**YOUR GOAL**
Starting with the line that has "Where is the duck's", retype each line down to the end of the entries below, without leaving any out or adding any.

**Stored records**
# # # # # # #
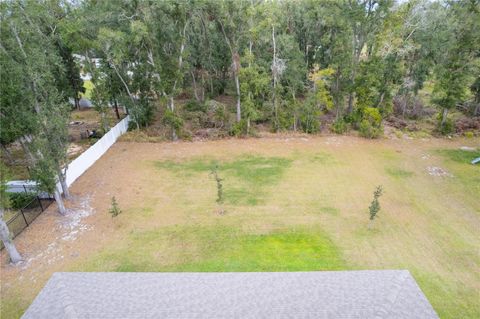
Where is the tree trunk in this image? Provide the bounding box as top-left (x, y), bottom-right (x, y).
top-left (402, 94), bottom-right (408, 119)
top-left (74, 96), bottom-right (80, 110)
top-left (57, 168), bottom-right (70, 199)
top-left (54, 188), bottom-right (67, 215)
top-left (474, 103), bottom-right (480, 116)
top-left (334, 68), bottom-right (342, 120)
top-left (377, 92), bottom-right (385, 109)
top-left (347, 92), bottom-right (354, 114)
top-left (272, 25), bottom-right (278, 130)
top-left (0, 209), bottom-right (22, 264)
top-left (218, 21), bottom-right (241, 122)
top-left (201, 73), bottom-right (205, 102)
top-left (441, 108), bottom-right (449, 127)
top-left (169, 96), bottom-right (178, 141)
top-left (101, 112), bottom-right (109, 133)
top-left (209, 76), bottom-right (214, 95)
top-left (191, 70), bottom-right (200, 101)
top-left (234, 72), bottom-right (241, 122)
top-left (292, 90), bottom-right (298, 132)
top-left (113, 99), bottom-right (120, 120)
top-left (19, 137), bottom-right (35, 165)
top-left (368, 219), bottom-right (374, 230)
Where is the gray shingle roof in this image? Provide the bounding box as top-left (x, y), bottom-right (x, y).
top-left (22, 270), bottom-right (438, 319)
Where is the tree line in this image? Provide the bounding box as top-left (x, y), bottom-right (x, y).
top-left (65, 0), bottom-right (477, 138)
top-left (0, 0), bottom-right (479, 221)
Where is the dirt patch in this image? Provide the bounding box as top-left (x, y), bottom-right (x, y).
top-left (426, 166), bottom-right (453, 177)
top-left (19, 196), bottom-right (95, 271)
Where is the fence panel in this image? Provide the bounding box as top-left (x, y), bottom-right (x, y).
top-left (65, 115), bottom-right (130, 187)
top-left (6, 115), bottom-right (130, 194)
top-left (2, 116), bottom-right (130, 247)
top-left (1, 197), bottom-right (54, 250)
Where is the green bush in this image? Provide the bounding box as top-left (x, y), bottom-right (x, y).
top-left (331, 118), bottom-right (348, 134)
top-left (438, 117), bottom-right (454, 135)
top-left (163, 109), bottom-right (184, 136)
top-left (229, 120), bottom-right (248, 137)
top-left (183, 100), bottom-right (207, 113)
top-left (359, 119), bottom-right (382, 138)
top-left (464, 131), bottom-right (474, 138)
top-left (358, 107), bottom-right (383, 138)
top-left (9, 192), bottom-right (37, 210)
top-left (299, 97), bottom-right (321, 134)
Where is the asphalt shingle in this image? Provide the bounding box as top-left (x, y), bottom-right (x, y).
top-left (22, 270), bottom-right (438, 319)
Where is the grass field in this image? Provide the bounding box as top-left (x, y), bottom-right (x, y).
top-left (1, 136), bottom-right (479, 318)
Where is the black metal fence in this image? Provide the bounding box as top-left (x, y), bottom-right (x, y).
top-left (1, 194), bottom-right (54, 250)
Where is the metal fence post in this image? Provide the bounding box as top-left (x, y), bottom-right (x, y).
top-left (20, 208), bottom-right (29, 227)
top-left (38, 196), bottom-right (44, 211)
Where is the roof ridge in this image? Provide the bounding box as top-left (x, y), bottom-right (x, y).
top-left (373, 270), bottom-right (410, 317)
top-left (54, 273), bottom-right (79, 319)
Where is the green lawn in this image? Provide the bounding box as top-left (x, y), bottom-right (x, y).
top-left (2, 137), bottom-right (479, 318)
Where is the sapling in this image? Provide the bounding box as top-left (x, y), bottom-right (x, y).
top-left (109, 196), bottom-right (122, 217)
top-left (368, 185), bottom-right (383, 229)
top-left (210, 165), bottom-right (224, 204)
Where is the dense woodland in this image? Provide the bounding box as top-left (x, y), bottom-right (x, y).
top-left (0, 1), bottom-right (479, 209)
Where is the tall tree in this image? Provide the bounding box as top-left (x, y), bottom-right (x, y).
top-left (211, 0), bottom-right (250, 122)
top-left (0, 164), bottom-right (23, 264)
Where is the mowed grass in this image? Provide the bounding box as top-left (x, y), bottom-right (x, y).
top-left (2, 138), bottom-right (479, 318)
top-left (79, 226), bottom-right (344, 272)
top-left (155, 155), bottom-right (292, 205)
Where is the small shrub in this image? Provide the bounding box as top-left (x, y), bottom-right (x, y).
top-left (359, 107), bottom-right (383, 139)
top-left (109, 196), bottom-right (122, 217)
top-left (331, 118), bottom-right (348, 134)
top-left (359, 119), bottom-right (382, 138)
top-left (183, 100), bottom-right (207, 113)
top-left (163, 109), bottom-right (184, 137)
top-left (437, 117), bottom-right (454, 135)
top-left (464, 131), bottom-right (474, 138)
top-left (9, 192), bottom-right (36, 210)
top-left (368, 185), bottom-right (383, 229)
top-left (229, 120), bottom-right (248, 137)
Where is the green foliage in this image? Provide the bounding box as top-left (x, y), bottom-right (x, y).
top-left (229, 120), bottom-right (249, 137)
top-left (437, 116), bottom-right (454, 135)
top-left (0, 162), bottom-right (11, 209)
top-left (209, 165), bottom-right (224, 204)
top-left (9, 193), bottom-right (36, 210)
top-left (358, 107), bottom-right (383, 139)
top-left (331, 118), bottom-right (348, 134)
top-left (368, 185), bottom-right (383, 228)
top-left (163, 109), bottom-right (184, 137)
top-left (356, 56), bottom-right (400, 116)
top-left (183, 100), bottom-right (207, 113)
top-left (109, 196), bottom-right (122, 217)
top-left (299, 96), bottom-right (321, 134)
top-left (309, 66), bottom-right (335, 111)
top-left (239, 56), bottom-right (270, 134)
top-left (30, 155), bottom-right (59, 195)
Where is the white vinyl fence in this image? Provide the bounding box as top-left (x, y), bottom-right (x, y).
top-left (7, 115), bottom-right (130, 195)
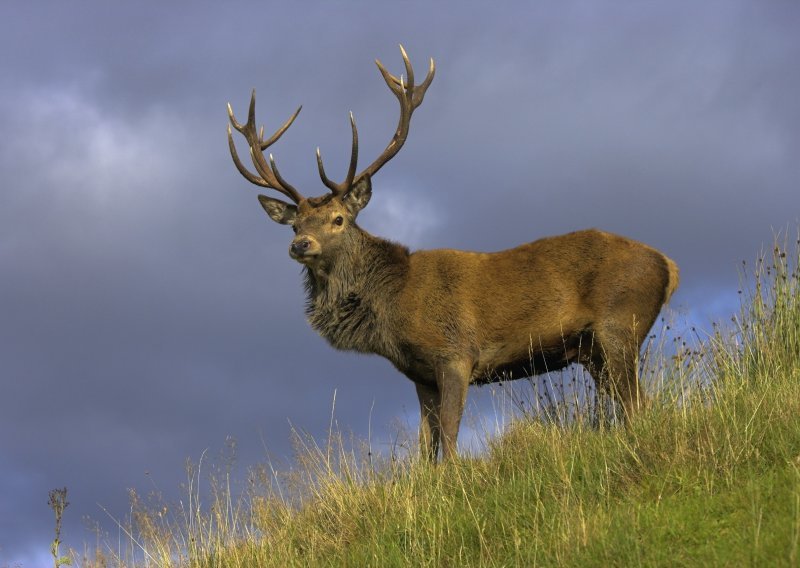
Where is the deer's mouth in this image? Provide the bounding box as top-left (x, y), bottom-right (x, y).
top-left (289, 248), bottom-right (321, 264)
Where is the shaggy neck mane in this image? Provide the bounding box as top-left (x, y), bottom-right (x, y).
top-left (302, 227), bottom-right (409, 355)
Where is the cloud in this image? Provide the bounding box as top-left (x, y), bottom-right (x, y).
top-left (360, 183), bottom-right (442, 249)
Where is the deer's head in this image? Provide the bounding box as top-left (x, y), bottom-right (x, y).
top-left (227, 46), bottom-right (434, 268)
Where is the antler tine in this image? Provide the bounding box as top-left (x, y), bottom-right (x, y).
top-left (261, 105), bottom-right (302, 150)
top-left (228, 124), bottom-right (269, 188)
top-left (413, 57), bottom-right (436, 107)
top-left (316, 147), bottom-right (339, 193)
top-left (268, 153), bottom-right (296, 194)
top-left (227, 102), bottom-right (245, 132)
top-left (343, 112), bottom-right (359, 191)
top-left (227, 90), bottom-right (304, 203)
top-left (315, 111), bottom-right (360, 196)
top-left (399, 44), bottom-right (415, 91)
top-left (247, 89), bottom-right (257, 132)
top-left (375, 59), bottom-right (404, 97)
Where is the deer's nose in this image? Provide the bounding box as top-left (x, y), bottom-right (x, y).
top-left (291, 239), bottom-right (311, 256)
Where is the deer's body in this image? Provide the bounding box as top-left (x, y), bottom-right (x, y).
top-left (227, 47), bottom-right (679, 461)
top-left (306, 227), bottom-right (678, 384)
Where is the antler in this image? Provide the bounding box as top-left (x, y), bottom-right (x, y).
top-left (227, 90), bottom-right (304, 204)
top-left (316, 45), bottom-right (436, 196)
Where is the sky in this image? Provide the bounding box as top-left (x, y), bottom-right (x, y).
top-left (2, 1), bottom-right (799, 564)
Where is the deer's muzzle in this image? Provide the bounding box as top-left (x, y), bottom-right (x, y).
top-left (289, 236), bottom-right (320, 261)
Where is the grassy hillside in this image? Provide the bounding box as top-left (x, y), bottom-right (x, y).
top-left (76, 233), bottom-right (800, 567)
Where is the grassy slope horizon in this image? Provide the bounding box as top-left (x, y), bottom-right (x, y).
top-left (49, 230), bottom-right (800, 567)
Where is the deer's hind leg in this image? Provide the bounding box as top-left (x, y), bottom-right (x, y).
top-left (580, 324), bottom-right (645, 422)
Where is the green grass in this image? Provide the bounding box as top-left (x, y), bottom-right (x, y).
top-left (74, 231), bottom-right (800, 567)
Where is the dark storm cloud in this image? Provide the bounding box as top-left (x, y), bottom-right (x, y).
top-left (2, 1), bottom-right (799, 563)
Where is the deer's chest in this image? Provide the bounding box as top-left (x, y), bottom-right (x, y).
top-left (307, 292), bottom-right (382, 353)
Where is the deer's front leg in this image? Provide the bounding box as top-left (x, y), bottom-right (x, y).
top-left (415, 382), bottom-right (441, 463)
top-left (435, 360), bottom-right (471, 462)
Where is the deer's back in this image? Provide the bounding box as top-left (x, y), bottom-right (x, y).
top-left (396, 229), bottom-right (677, 381)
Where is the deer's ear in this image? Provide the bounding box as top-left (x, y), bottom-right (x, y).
top-left (344, 175), bottom-right (372, 214)
top-left (258, 195), bottom-right (297, 225)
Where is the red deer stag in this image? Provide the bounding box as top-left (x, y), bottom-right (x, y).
top-left (227, 46), bottom-right (679, 462)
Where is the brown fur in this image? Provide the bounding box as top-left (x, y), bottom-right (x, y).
top-left (228, 48), bottom-right (679, 461)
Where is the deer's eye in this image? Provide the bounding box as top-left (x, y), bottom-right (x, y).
top-left (334, 216), bottom-right (344, 226)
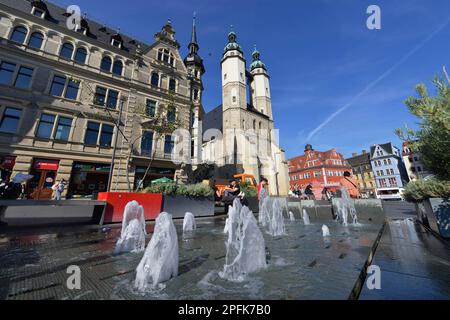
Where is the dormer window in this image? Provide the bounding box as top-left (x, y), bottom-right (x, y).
top-left (111, 38), bottom-right (121, 48)
top-left (110, 34), bottom-right (123, 49)
top-left (77, 26), bottom-right (87, 35)
top-left (157, 48), bottom-right (175, 66)
top-left (76, 19), bottom-right (89, 35)
top-left (32, 8), bottom-right (45, 18)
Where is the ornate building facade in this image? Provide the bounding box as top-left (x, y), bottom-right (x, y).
top-left (288, 144), bottom-right (353, 194)
top-left (0, 0), bottom-right (203, 199)
top-left (346, 150), bottom-right (376, 198)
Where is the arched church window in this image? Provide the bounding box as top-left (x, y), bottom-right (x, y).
top-left (253, 119), bottom-right (256, 129)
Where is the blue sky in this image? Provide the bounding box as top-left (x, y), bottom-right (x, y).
top-left (56, 0), bottom-right (449, 158)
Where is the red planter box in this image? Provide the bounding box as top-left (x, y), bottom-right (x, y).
top-left (97, 192), bottom-right (163, 224)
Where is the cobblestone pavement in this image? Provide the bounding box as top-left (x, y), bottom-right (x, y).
top-left (0, 214), bottom-right (387, 300)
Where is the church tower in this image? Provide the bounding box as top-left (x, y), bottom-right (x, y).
top-left (221, 31), bottom-right (247, 123)
top-left (184, 14), bottom-right (205, 165)
top-left (249, 47), bottom-right (273, 121)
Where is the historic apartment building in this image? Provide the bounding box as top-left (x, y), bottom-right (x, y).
top-left (402, 141), bottom-right (432, 181)
top-left (370, 142), bottom-right (409, 200)
top-left (0, 0), bottom-right (204, 199)
top-left (288, 144), bottom-right (353, 193)
top-left (202, 31), bottom-right (289, 196)
top-left (346, 150), bottom-right (376, 198)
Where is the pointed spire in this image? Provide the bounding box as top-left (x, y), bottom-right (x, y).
top-left (188, 13), bottom-right (199, 54)
top-left (190, 12), bottom-right (198, 45)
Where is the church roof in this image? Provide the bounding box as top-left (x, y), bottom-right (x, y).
top-left (223, 31), bottom-right (243, 54)
top-left (2, 0), bottom-right (153, 55)
top-left (249, 47), bottom-right (267, 71)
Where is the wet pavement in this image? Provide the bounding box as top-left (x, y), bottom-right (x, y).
top-left (360, 218), bottom-right (450, 300)
top-left (0, 211), bottom-right (449, 300)
top-left (0, 214), bottom-right (383, 300)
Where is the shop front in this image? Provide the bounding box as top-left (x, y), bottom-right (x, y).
top-left (0, 155), bottom-right (16, 182)
top-left (67, 162), bottom-right (110, 199)
top-left (27, 159), bottom-right (60, 200)
top-left (134, 166), bottom-right (175, 190)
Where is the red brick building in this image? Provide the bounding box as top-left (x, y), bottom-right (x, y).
top-left (288, 144), bottom-right (353, 196)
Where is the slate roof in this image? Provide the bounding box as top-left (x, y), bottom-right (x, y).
top-left (370, 142), bottom-right (394, 157)
top-left (2, 0), bottom-right (152, 55)
top-left (346, 153), bottom-right (370, 167)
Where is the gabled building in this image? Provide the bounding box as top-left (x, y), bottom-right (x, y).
top-left (288, 144), bottom-right (353, 194)
top-left (402, 141), bottom-right (432, 181)
top-left (370, 142), bottom-right (409, 200)
top-left (346, 150), bottom-right (376, 198)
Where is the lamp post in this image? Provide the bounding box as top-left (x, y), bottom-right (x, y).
top-left (106, 96), bottom-right (126, 192)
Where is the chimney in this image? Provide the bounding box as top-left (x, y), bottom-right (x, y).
top-left (362, 150), bottom-right (367, 154)
top-left (352, 152), bottom-right (357, 157)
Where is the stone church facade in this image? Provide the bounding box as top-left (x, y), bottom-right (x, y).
top-left (202, 31), bottom-right (289, 196)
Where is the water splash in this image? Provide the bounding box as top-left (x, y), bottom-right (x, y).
top-left (135, 212), bottom-right (178, 291)
top-left (322, 224), bottom-right (330, 237)
top-left (335, 187), bottom-right (358, 226)
top-left (268, 199), bottom-right (286, 236)
top-left (114, 200), bottom-right (147, 254)
top-left (302, 209), bottom-right (310, 225)
top-left (220, 198), bottom-right (266, 282)
top-left (183, 212), bottom-right (196, 232)
top-left (258, 188), bottom-right (270, 227)
top-left (289, 211), bottom-right (295, 221)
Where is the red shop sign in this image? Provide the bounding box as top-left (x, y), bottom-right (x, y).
top-left (34, 159), bottom-right (59, 171)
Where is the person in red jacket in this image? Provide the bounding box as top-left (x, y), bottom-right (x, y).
top-left (257, 177), bottom-right (268, 200)
top-left (340, 171), bottom-right (360, 198)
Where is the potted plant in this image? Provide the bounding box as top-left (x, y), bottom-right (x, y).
top-left (143, 183), bottom-right (214, 218)
top-left (403, 179), bottom-right (450, 237)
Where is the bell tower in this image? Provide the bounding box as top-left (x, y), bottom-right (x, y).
top-left (184, 14), bottom-right (205, 165)
top-left (249, 47), bottom-right (272, 121)
top-left (221, 30), bottom-right (247, 119)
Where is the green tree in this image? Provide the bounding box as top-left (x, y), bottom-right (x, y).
top-left (133, 91), bottom-right (181, 192)
top-left (396, 73), bottom-right (450, 180)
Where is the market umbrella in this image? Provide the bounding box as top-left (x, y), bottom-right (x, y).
top-left (12, 173), bottom-right (34, 184)
top-left (151, 177), bottom-right (173, 184)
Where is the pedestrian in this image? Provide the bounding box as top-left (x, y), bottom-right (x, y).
top-left (52, 178), bottom-right (66, 200)
top-left (304, 184), bottom-right (315, 200)
top-left (339, 171), bottom-right (360, 198)
top-left (257, 177), bottom-right (268, 201)
top-left (321, 187), bottom-right (332, 201)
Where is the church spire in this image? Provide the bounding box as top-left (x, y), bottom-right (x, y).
top-left (188, 13), bottom-right (199, 54)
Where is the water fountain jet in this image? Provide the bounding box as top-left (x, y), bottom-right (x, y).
top-left (114, 201), bottom-right (146, 254)
top-left (220, 198), bottom-right (266, 282)
top-left (183, 212), bottom-right (196, 232)
top-left (289, 211), bottom-right (295, 221)
top-left (335, 187), bottom-right (358, 226)
top-left (135, 212), bottom-right (178, 290)
top-left (302, 209), bottom-right (311, 225)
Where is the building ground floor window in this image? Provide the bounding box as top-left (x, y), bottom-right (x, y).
top-left (133, 166), bottom-right (175, 190)
top-left (27, 158), bottom-right (60, 200)
top-left (0, 155), bottom-right (16, 182)
top-left (67, 162), bottom-right (110, 199)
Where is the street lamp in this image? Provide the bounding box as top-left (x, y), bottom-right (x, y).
top-left (106, 96), bottom-right (127, 192)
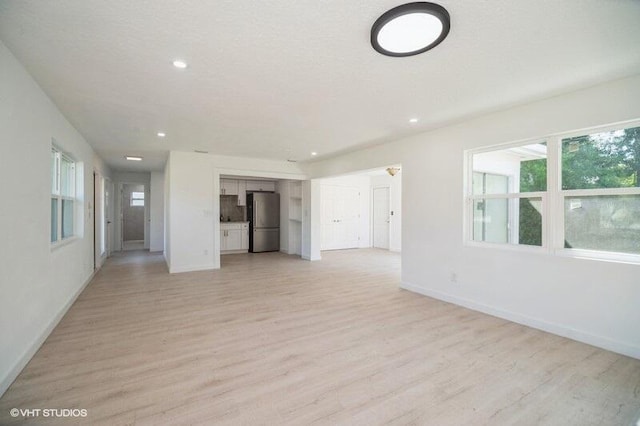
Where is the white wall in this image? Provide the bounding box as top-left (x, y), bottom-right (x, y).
top-left (167, 152), bottom-right (216, 273)
top-left (150, 171), bottom-right (165, 252)
top-left (166, 151), bottom-right (307, 273)
top-left (301, 179), bottom-right (321, 261)
top-left (163, 156), bottom-right (171, 267)
top-left (371, 173), bottom-right (402, 252)
top-left (113, 171), bottom-right (150, 250)
top-left (306, 74), bottom-right (640, 359)
top-left (0, 40), bottom-right (110, 396)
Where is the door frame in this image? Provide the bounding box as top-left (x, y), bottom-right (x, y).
top-left (119, 181), bottom-right (149, 250)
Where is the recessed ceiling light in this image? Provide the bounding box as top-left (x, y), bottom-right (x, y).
top-left (157, 132), bottom-right (166, 137)
top-left (125, 156), bottom-right (143, 161)
top-left (172, 60), bottom-right (188, 69)
top-left (311, 152), bottom-right (318, 156)
top-left (409, 118), bottom-right (419, 123)
top-left (371, 2), bottom-right (450, 57)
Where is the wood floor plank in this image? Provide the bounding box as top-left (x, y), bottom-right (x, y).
top-left (0, 249), bottom-right (638, 425)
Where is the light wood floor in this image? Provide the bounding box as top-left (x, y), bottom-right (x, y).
top-left (1, 249), bottom-right (639, 425)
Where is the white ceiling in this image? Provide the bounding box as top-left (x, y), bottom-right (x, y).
top-left (1, 1), bottom-right (639, 172)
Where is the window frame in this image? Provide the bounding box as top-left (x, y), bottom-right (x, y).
top-left (465, 138), bottom-right (549, 253)
top-left (51, 145), bottom-right (77, 246)
top-left (465, 119), bottom-right (640, 264)
top-left (552, 122), bottom-right (640, 263)
top-left (130, 191), bottom-right (145, 207)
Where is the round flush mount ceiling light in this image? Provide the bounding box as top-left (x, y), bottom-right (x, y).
top-left (172, 59), bottom-right (188, 69)
top-left (371, 2), bottom-right (450, 57)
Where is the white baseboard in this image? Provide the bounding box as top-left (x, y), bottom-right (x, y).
top-left (302, 254), bottom-right (321, 261)
top-left (169, 263), bottom-right (218, 273)
top-left (0, 270), bottom-right (96, 397)
top-left (400, 281), bottom-right (640, 360)
top-left (220, 249), bottom-right (248, 255)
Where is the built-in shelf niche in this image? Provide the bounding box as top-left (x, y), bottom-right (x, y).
top-left (288, 181), bottom-right (303, 255)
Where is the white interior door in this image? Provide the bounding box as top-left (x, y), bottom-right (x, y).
top-left (321, 185), bottom-right (360, 250)
top-left (373, 187), bottom-right (390, 249)
top-left (321, 185), bottom-right (335, 249)
top-left (105, 179), bottom-right (113, 256)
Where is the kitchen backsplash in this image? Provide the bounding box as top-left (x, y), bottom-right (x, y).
top-left (220, 195), bottom-right (246, 222)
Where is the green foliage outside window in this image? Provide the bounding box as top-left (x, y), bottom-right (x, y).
top-left (517, 126), bottom-right (639, 247)
top-left (519, 159), bottom-right (546, 246)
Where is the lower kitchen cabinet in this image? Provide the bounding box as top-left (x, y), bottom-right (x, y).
top-left (221, 222), bottom-right (249, 254)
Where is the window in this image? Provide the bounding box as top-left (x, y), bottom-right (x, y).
top-left (51, 146), bottom-right (76, 243)
top-left (130, 191), bottom-right (144, 207)
top-left (466, 121), bottom-right (640, 262)
top-left (560, 126), bottom-right (640, 256)
top-left (469, 142), bottom-right (547, 247)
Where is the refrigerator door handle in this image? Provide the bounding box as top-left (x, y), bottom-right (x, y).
top-left (253, 199), bottom-right (258, 226)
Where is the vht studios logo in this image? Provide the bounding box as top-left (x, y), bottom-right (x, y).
top-left (10, 408), bottom-right (88, 418)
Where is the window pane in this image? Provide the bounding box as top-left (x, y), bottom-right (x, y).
top-left (131, 191), bottom-right (144, 199)
top-left (518, 198), bottom-right (543, 246)
top-left (472, 142), bottom-right (547, 194)
top-left (473, 197), bottom-right (542, 246)
top-left (51, 198), bottom-right (58, 242)
top-left (562, 126), bottom-right (640, 190)
top-left (131, 199), bottom-right (144, 207)
top-left (60, 157), bottom-right (74, 197)
top-left (472, 172), bottom-right (509, 195)
top-left (51, 150), bottom-right (59, 195)
top-left (62, 199), bottom-right (74, 239)
top-left (473, 198), bottom-right (509, 243)
top-left (564, 195), bottom-right (640, 254)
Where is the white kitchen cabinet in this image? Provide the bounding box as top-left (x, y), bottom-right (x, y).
top-left (246, 180), bottom-right (276, 192)
top-left (220, 222), bottom-right (249, 254)
top-left (220, 230), bottom-right (228, 251)
top-left (220, 179), bottom-right (238, 195)
top-left (226, 228), bottom-right (243, 250)
top-left (241, 222), bottom-right (249, 249)
top-left (237, 180), bottom-right (246, 206)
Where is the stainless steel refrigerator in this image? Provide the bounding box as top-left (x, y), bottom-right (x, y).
top-left (247, 192), bottom-right (280, 252)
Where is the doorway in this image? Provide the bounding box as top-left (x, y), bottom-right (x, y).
top-left (317, 165), bottom-right (401, 257)
top-left (373, 187), bottom-right (390, 249)
top-left (121, 183), bottom-right (146, 251)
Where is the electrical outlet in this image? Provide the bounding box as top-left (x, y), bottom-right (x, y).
top-left (204, 249), bottom-right (209, 256)
top-left (450, 272), bottom-right (458, 283)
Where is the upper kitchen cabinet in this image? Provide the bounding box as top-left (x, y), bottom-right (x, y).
top-left (220, 179), bottom-right (239, 195)
top-left (246, 180), bottom-right (276, 192)
top-left (237, 180), bottom-right (246, 206)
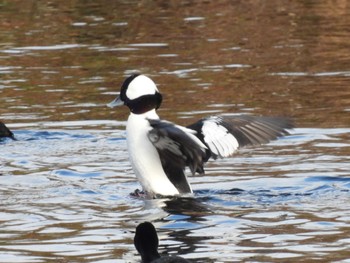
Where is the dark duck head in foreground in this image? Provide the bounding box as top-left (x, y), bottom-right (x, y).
top-left (134, 222), bottom-right (191, 263)
top-left (108, 74), bottom-right (293, 198)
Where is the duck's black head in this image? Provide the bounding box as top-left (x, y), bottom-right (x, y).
top-left (134, 222), bottom-right (161, 263)
top-left (108, 74), bottom-right (163, 114)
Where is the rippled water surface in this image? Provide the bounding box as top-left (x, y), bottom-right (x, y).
top-left (1, 1), bottom-right (350, 262)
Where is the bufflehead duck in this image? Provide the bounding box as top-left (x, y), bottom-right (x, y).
top-left (108, 74), bottom-right (293, 198)
top-left (134, 222), bottom-right (191, 263)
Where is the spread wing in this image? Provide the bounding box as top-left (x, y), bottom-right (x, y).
top-left (187, 115), bottom-right (293, 160)
top-left (147, 119), bottom-right (207, 193)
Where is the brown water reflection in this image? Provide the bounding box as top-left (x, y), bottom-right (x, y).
top-left (1, 0), bottom-right (350, 126)
top-left (1, 0), bottom-right (350, 262)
# # # # # # #
**ANSWER FOR THIS EXERCISE**
Where is the duck's black head in this image? Provide the bounding box as top-left (x, y), bottom-right (x, y).
top-left (134, 222), bottom-right (161, 263)
top-left (108, 74), bottom-right (163, 114)
Where is the rippled water surface in this image? Provide the bounding box as top-left (x, y), bottom-right (x, y).
top-left (1, 1), bottom-right (350, 262)
Where is the bufflehead duck in this image? Provide the bounding box as top-left (x, y), bottom-right (x, y).
top-left (108, 74), bottom-right (293, 198)
top-left (134, 222), bottom-right (191, 263)
Where is the spread wing in this image? Provide the bounding box as top-left (x, y), bottom-right (x, y).
top-left (187, 115), bottom-right (293, 160)
top-left (147, 119), bottom-right (207, 193)
Where is the brown water reflection in this image? Provide the bounding box as top-left (x, y), bottom-right (x, y).
top-left (1, 0), bottom-right (350, 126)
top-left (1, 0), bottom-right (350, 262)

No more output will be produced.